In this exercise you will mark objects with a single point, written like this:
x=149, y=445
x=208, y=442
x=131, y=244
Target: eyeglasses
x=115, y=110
== == ==
• Brief: Reproduce the whole listing verbatim, leaving every line as it was.

• Reply:
In this exercise you will mark objects with a single point, written like this:
x=149, y=445
x=208, y=442
x=131, y=244
Target: eyeglasses
x=115, y=110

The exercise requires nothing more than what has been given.